### Trecho fornecido
Para começo de história, não discuto aqui a música. Ou melhor, não só a música. Ou ainda mais, não só a letra da canção. E pensar em música é perceber a letra, que por si já tem ritmo, sons, imagens, mas também a melodia. Eis aqui dois fatores a serem examinados. A esta função talvez dedique outra postagem; mas o que interessa nesse texto não é a música, mas o clipe Ingenua, por mais que a consulte quando necessário. Se somente a canção leva em conta, para sua interpretação holística, letra e melodia, o clipe vai mais além. Letra, melodia, vídeo. Fusão de dois sentidos: visão e audição. Uma verdadeira vitamina de linguagem.






Sem malícia; pureza; em que há inocência. Estas são algumas das definições para a palavra “Ingênua” segundo o professor Aurélio Buarque de Holanda. Mas, como já indicavam os filósofos gregos, uma pessoa não se banha num mesmo rio por duas vezes. Na segunda nem o rio é o mesmo, já que a água não para de ser renovada, nem a pessoa é a mesma, dada a experiência adquirida. O ser humano é feito de mudanças. “Mudam-se os tempos / mudam-se as vontades” já indicou no século XV o poeta português Luiz de Camões. O clipe “Ingenua” trata exatamente deste fenômeno inato ao ser humano, a mudança. De alguém já modificado, a letra da música trata desta pessoa (eu lírico) que reflete um passado de frustração, mas sem o qual não existiria essa reflexão no presente. A primeira imagem do vídeo desta música já revela algo que se mostrará de maneira “estranha” no meio do clipe, a imagem da tampa de um bueiro. Tampa molhada pela chuva, porém que lacra por completo a sujeira e imundice do líquido que ele cobre. Bueiro no chão, sujo, inferior. Isso destoará do eu lírico contrário, no plano superior e limpo. Essa limpeza é importante dado os momentos que este ficará sujo (ainda em urdimento com o simbolismo do esgoto tampado – tampado hoje, não ontem).





Chuva de um passado “gris”, de um ontem “desierto”. Cinza é cor do vídeo até seus últimos segundos. Imagens que nos remetem a um passado amoroso infantil, não na concepção de idade, mas na de ingenuidade. E por falar em infância, eis aqui uma das grandes metáforas destas imagens: a criança. Mas a infante não aparece sem que antes o eu lírico se mostre muito bem protegido por um guarda-chuva, também metáfora do início da proteção atual anti aquele passado. Recorro aqui, novamente, a Aurélio Buarque quando este descreve criança como: “pessoa ingênua, infantil, imatura”. É exatamente isso que representa a imagem infantil no clipe. A criança que amarra o coração com uma corda, ligada que está a um amor tão imaturo quanto aquela que costura o tal órgão, não é a mesma que aparece em seguida. Mas aqui existe uma das maiores poesias do vídeo. Assim como o bueiro (baixo, sujo) é o seu contrário um eu lírico alto, limpo, contrário ao vídeo; A criança que amarra não é a mesma que desamarra, esta última já devidamente imunizada, crescida, madura. O olhar da menina segue em direção à mulher. Duas imagens distintas representam isso. Já que são tão diferentes entre si. Uma a metáfora da ingenuidade, outra da maturidade amorosa. Por fim, as mãos vazias, livres do peso subjetivo daquele amor.

### Bloco de dados
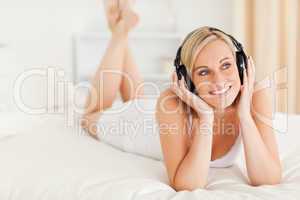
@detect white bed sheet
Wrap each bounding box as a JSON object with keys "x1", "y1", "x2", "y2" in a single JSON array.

### Objetivos
1 - Transcreva da análise do clipe o trecho que começa em "Para começo de" e termina em "vitamina de linguagem.".
2 - Diga se cada afirmação abaixo está de acordo com a análise do clipe, respondendo sim ou não e citando as palavras da análise que decidem a questão. (a) O vídeo mantém a cor cinza até seus últimos segundos. (b) A primeira imagem do vídeo é a de um guarda-chuva. (c) A criança que amarra o coração é a mesma que o desamarra.
3 - Prossiga com a análise do clipe a partir da última frase apresentada, por favor.

### Respostas por tarefa
1 -
Para começo de história, não discuto aqui a música. Ou melhor, não só a música. Ou ainda mais, não só a letra da canção. E pensar em música é perceber a letra, que por si já tem ritmo, sons, imagens, mas também a melodia. Eis aqui dois fatores a serem examinados. A esta função talvez dedique outra postagem; mas o que interessa nesse texto não é a música, mas o clipe Ingenua, por mais que a consulte quando necessário. Se somente a canção leva em conta, para sua interpretação holística, letra e melodia, o clipe vai mais além. Letra, melodia, vídeo. Fusão de dois sentidos: visão e audição. Uma verdadeira vitamina de linguagem.

2 -
(a) Sim: «Cinza é cor do vídeo até seus últimos segundos.»
(b) Não: «A primeira imagem do vídeo desta música já revela algo que se mostrará de maneira “estranha” no meio do clipe, a imagem da tampa de um bueiro.»
(c) Não: «A criança que amarra não é a mesma que desamarra»

3 -
Hora de dizer como funcionaram os dias de ontem. Nestes, amante iludida de um homem casado. Suja (bueiro não tampado do passado?) numa relação adúltera onde o eu lírico não era a primeira pessoa, mas uma segunda. Entretanto hora de colocar a verdade deste passado em imagem. Mulher pequena, coração maior, superior, e num plano alto. Brilhantemente registrado no clipe. Depois, sujeira, arrependimento e a ilusão de um casamento (representado pelo vestido) tão segundo quanto o relacionamento deste casal. Somente o coração e uma fumaça contrastam com a pouca cor do clipe com o vermelho (paixão, amor, morte) destes dois.










Já que a vida é feita de mudanças e a experiência é como um carro com os faróis de trás acesos, vamos crescer, aprender, sair da ingenuidade, da infantilidade, desinstalar-se. Hora de sair do casulo. Sair da ilusão para o que ela me deu de verdade humana. Nada disso acontece como um relâmpago, porém, passo por passo. Primeiro isso, depois aquilo, em seguida aquilo outro. Primeiro guarda-chuva ( que protege da chuva de um passado), no entanto, esse passado, como o próprio sentido da palavra diz, passa, que nem uma chuva sede lugar ao sol. Tiremos as proteções do frio. Momento do sol, da cor e das asas para voar – última imagem do clipe- contrária ao bueiro introdutório. Livre de um passado “gris”, tem-se agora a liberdade, cor e vôo.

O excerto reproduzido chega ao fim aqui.